* BRIEF 1
From the passage about Almayer and his daughter, reproduce word for word everything from "Yearning for independence" down to "quickly rejects.".
* BRIEF 2
In the passage about Almayer and his daughter, in which city is Nina sent to boarding school?

* PASSAGE PROVIDED
####################

Yearning for independence and cowardice, but above all the love of a
father for his daughter which, when he loses her to another man who is not even
white, will go as far as madness and his complete downfall.
Vast
amounts of gold and diamonds are supposed to exist in the land that Captain
Lingard is said to know how to get to.
He is
known to have been behind the career and life of Almayer to whom he married off
a Malay girl he had taken in and given a white woman’s education that she very
quickly rejects.
All in
exchange for the gold he would find one day.
But
Almayer has entered into a fool’s bargain in marrying the Malay girl. Captain
Lingard dies without having found the mines and Almayer neither loves nor is
loved by his wife who rejects everything about the western way of life.
A mixed marriage that produces a little mixed-race child, Nina, who
will also have a white girl’s education against the wishes of her mother who
risks her life running away with her daughter.
She will
be caught and little Nina too will go off to a
Singapore
boarding school to get a
western education befitting a white girl, like her mother.
And she
too will suffer from it.
She
returns a beautiful, tall, young woman, but she is impassive and totally
unsmiling.
Almayer
does not understand, in any case he does not want to understand.
He wears
himself down trying to find the way to the gold so as to be able to take his
daughter to
Europe where he hopes that, with
their wealth, her mixed race will be accepted and her beauty celebrated.
Europe
is where true life is found. Not on the banks of
this river where he is the only white man and where his business interests are
falling apart.
He
suffers from his daughter’s indifference when he talks to her about his dreams.
Dreams he thinks he can share with her.
Western
civilisation he wants to take her to, whatever the cost.
The only
form civilisation takes moreover.
For him,
the people living along the river are just savages.
But the
girl has been irreparably damaged by the long years of humiliation she has
spent in boarding school. And she loathes everything that reminds her of that
civilisation.
She knows
her father harbours dreams. Dreams for both of them.
Her
father who never stops telling her he loves her.
It’s for
her that he wants to make a fortune and he thinks that money will overcome
prejudice.
Prejudice that dwells within him. He looks down on his wife who has totally gone
back to Malay ways. For him she is foreign, a savage. Nothing binds them but
mutual disdain.
And it’s
his wife who will thrust his daughter into the arms of a Rajah’s son, a
handsome, strong, young man who is part of the group of insurgents intent on liberating their country.

####################

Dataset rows
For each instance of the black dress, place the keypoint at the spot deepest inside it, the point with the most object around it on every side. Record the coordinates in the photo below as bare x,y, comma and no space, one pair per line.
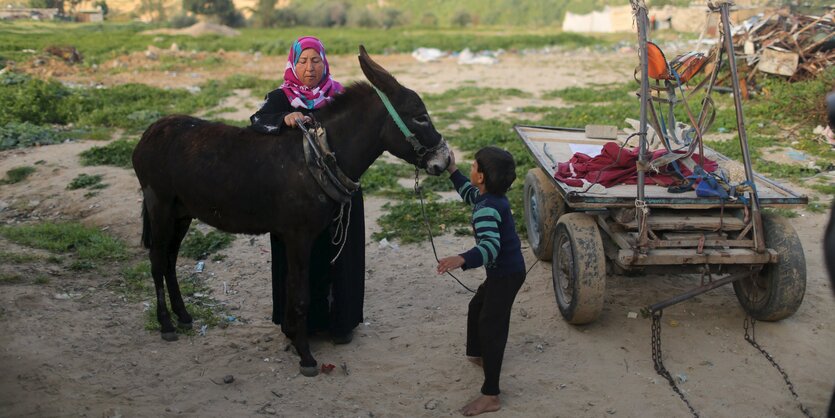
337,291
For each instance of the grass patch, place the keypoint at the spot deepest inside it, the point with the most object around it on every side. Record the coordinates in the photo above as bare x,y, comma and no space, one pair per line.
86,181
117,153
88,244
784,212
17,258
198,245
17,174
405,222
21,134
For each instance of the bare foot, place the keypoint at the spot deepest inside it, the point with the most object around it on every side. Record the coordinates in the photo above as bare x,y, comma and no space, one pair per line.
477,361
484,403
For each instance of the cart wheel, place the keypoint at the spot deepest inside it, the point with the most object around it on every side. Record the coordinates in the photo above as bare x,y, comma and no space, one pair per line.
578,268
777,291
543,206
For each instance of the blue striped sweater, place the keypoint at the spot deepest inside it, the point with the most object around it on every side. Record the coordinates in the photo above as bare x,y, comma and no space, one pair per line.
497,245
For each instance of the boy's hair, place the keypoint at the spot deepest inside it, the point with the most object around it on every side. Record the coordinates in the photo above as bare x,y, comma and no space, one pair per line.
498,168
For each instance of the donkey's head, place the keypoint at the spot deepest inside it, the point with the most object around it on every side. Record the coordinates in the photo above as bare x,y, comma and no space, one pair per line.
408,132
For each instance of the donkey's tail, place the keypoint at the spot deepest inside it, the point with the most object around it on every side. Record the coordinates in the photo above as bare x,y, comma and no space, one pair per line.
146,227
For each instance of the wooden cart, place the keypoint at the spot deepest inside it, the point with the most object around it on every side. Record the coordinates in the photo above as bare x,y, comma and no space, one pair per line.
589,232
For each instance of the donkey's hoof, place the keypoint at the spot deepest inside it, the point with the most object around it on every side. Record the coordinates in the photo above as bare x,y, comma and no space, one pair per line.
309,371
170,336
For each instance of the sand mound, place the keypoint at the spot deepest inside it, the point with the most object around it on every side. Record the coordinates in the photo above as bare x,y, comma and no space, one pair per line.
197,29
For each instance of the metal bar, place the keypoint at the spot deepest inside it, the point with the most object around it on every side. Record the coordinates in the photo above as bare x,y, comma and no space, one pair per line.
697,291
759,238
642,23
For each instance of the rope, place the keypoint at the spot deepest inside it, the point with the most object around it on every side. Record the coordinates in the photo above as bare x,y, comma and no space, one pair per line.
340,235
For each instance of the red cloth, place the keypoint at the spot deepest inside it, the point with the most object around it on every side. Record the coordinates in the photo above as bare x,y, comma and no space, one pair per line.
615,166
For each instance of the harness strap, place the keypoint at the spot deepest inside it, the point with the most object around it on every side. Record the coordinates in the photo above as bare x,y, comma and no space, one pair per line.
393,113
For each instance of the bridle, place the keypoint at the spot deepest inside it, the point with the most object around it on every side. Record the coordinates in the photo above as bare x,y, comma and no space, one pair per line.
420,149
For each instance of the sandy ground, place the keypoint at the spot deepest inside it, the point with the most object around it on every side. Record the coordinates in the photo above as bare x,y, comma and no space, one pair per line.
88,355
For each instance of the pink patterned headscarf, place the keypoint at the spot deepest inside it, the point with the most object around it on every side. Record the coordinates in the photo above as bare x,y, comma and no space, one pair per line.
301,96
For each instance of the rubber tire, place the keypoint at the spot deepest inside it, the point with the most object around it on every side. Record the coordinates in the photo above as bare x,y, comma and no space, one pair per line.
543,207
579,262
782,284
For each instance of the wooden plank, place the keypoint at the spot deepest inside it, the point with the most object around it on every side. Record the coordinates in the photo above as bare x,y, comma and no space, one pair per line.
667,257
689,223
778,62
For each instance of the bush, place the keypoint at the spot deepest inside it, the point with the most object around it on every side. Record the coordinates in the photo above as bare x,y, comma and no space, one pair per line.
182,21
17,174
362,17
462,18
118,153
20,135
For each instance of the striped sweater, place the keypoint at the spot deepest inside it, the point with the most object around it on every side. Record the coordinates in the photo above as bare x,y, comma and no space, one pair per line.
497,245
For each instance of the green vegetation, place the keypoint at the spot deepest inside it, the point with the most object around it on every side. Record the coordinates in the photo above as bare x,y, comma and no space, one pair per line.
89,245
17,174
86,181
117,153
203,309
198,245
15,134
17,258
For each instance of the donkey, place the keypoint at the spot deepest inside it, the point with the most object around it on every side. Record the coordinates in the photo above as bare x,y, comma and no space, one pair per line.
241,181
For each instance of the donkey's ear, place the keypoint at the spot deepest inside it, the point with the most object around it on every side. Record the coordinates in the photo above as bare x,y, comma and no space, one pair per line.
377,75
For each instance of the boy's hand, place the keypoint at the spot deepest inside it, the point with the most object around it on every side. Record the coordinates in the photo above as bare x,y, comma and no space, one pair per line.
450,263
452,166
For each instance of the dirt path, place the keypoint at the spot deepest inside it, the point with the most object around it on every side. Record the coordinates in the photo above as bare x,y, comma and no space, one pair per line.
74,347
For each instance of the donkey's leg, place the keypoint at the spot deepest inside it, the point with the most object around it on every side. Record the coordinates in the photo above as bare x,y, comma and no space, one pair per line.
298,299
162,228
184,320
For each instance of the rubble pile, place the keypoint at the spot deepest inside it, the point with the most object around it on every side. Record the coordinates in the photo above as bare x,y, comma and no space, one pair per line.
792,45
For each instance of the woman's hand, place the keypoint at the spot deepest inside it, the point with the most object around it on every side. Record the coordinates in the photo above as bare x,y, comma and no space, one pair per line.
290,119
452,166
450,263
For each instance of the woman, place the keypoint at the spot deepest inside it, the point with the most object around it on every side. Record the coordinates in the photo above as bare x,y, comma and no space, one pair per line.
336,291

####################

* WRITTEN SOLUTION 1
Yearning for independence and cowardice, but above all the love of a
father for his daughter which, when he loses her to another man who is not even
white, will go as far as madness and his complete downfall.
Vast
amounts of gold and diamonds are supposed to exist in the land that Captain
Lingard is said to know how to get to.
He is
known to have been behind the career and life of Almayer to whom he married off
a Malay girl he had taken in and given a white woman’s education that she very
quickly rejects.

* WRITTEN SOLUTION 2
Singapore